◆ Passage given:
** Start **
It's a really nice looking dial.. but while I can switch between 12 on top or 24 on top pretty easily, I think that one would make me pull out my phone 

Have you seen any others with noon/midnight on the sides?

--

Slight clarification .. It's really easy to read in daylight, so that wouldn't be the issue.. it's night where I'd probably just reach for my phone. While lume always looks crisp in pictures, to my eyes it's always a blur, I can't really read the numbers  Tritium looks pretty crisp to me though... not really sure why.


----------



## peagreen

Afka said:


> Something not so common today when watching Football World Cup - Everest.
> 
> PS. Is it Top 24 or Top 12 dial


It's clearly breakfast time on top.
Very nice watch.


----------



## thejollywatcher

Love the 300m WR rating :-!


----------



## thejollywatcher

On a green ISO today. Together with the green lume.


----------



## catalinsb75

Sorry still have to learn how to resize properly the pictures


----------



## debasercl

catalinsb75 said:


> Sorry still have to learn how to resize properly the pictures


Really nice watch! Where did you get it?

Sent from my XT1032 using Tapatalk


----------



## catalinsb75

Fredswatch on ebay. I saw it first here, on watchuseek 
https://www.watchuseek.com/f5/verti...surprisely-nice-inexpensive-watch-773922.html


----------



## IntendedEffect

catalinsb75 said:


> Fredswatch on ebay. I saw it first here, on watchuseek
> https://www.watchuseek.com/f5/verti...surprisely-nice-inexpensive-watch-773922.html


Nice! I just received the one-hander I ordered from him, and I think it's really nice (domed crystal was an unexpected bonus). Pretty sure his main thing is making custom watches, generally as promotional / gift items, but I bet he'd make a great affordable forum watch!
** End **
(Pointing data excerpts)
** Start **
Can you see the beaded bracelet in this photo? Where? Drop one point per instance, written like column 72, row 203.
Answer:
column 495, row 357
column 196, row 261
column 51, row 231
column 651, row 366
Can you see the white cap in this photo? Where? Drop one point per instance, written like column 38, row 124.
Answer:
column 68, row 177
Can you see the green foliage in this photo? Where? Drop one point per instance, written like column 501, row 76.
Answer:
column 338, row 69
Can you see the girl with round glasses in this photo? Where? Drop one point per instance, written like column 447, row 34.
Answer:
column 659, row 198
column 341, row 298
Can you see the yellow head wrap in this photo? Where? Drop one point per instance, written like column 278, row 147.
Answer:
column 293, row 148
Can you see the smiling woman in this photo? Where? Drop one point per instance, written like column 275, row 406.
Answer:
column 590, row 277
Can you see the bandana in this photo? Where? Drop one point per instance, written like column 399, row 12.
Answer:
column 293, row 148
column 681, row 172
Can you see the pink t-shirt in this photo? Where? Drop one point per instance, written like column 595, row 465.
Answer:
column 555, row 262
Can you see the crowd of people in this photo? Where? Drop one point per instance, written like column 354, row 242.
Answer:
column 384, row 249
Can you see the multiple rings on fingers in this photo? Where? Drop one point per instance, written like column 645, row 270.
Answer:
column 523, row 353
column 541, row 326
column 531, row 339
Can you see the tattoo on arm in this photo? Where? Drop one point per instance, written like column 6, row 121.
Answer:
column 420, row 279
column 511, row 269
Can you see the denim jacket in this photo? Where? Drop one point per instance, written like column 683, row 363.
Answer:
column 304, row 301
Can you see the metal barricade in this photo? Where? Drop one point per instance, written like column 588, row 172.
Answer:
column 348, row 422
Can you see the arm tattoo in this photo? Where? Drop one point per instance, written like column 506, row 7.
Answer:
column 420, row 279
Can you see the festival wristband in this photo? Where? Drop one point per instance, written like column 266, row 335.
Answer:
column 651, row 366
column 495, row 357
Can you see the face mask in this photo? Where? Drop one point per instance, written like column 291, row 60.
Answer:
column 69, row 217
** End **
◆ Exercises to complete:
• a. According to the watch forum thread, where did catalinsb75 get the watch?
• b. Write the next part of the watch forum thread after its last post.
You don't need the records for any of this.

◆ Answers by task:
• a. From Fredswatch on eBay.

• b.
----------



## catalinsb75

Also for me domed crystal and screw down back case 
I would prefer he would remove all text (front and back of the watch) as it isn't consistent but I can live with it considering the price


----------



## OhDark30

Just found this for £20 in a box of random watches at a Watch & Clock Fair
My first 24, I'm guessing 70s, badged Eurastyle, Swiss with tritium. 
Keeping my morning wearer on hand to help with translating time on the 24hr dial


----------



## seattle_guy

OhDark30 said:


> Just found this for £20 in a box of random watches at a Watch & Clock Fair
> My first 24, I'm guessing 70s, badged Eurastyle, Swiss with tritium.
> Keeping my morning wearer on hand to help with translating time on the 24hr dial


I swear it's easier to read 24 hour time with all the numbers listed, and the minute hand deleted... like the Botta Uno 24. I don't blame you for keeping that nice Seamaster on hand though.


----------



## OhDark30

Cheers, seattle_guy!
I'm flying solo with it now
My timetelling method involves me reading off 'its twenty past something' then using the gold/black and the hour hand to work out the hour. 
Hopefully this will become second nature with practice, but at the mo unless I'm methodical I revert back to the ingrained 12 hour angles and confuse myself


----------



## peagreen

OhDark30 said:


> Just found this for £20 in a box of random watches at a Watch & Clock Fair
> My first 24, I'm guessing 70s, badged Eurastyle, Swiss with tritium.
> Keeping my morning wearer on hand to help with translating time on the 24hr dial


For £20 you got yourself a bargain. Well done.
Perhaps the first in a new collection. Enjoy.


----------



## tylehman

OhDark30 said:


> Just found this for £20 in a box of random watches at a Watch & Clock Fair
> My first 24, I'm guessing 70s, badged Eurastyle, Swiss with tritium.
> Keeping my morning wearer on hand to help with translating time on the 24hr dial


hi ohdark30, it is good to see you getting into 24 hour watches too. it will get much easier to read over time and with your interest in soviet watches you will need to get some of the raketas too. this one is very nice, i would have bought it too if i had seen it.


----------



## OhDark30

Cheers, tylehman! Yes, I've got my eye on a couple of Raketas ;-)


----------



## Emre

OhDark30 welcome to the club :-!

Inspired by you guys, decided to take my old-timer for a walk:


----------



## OhDark30

Thank you, Emre!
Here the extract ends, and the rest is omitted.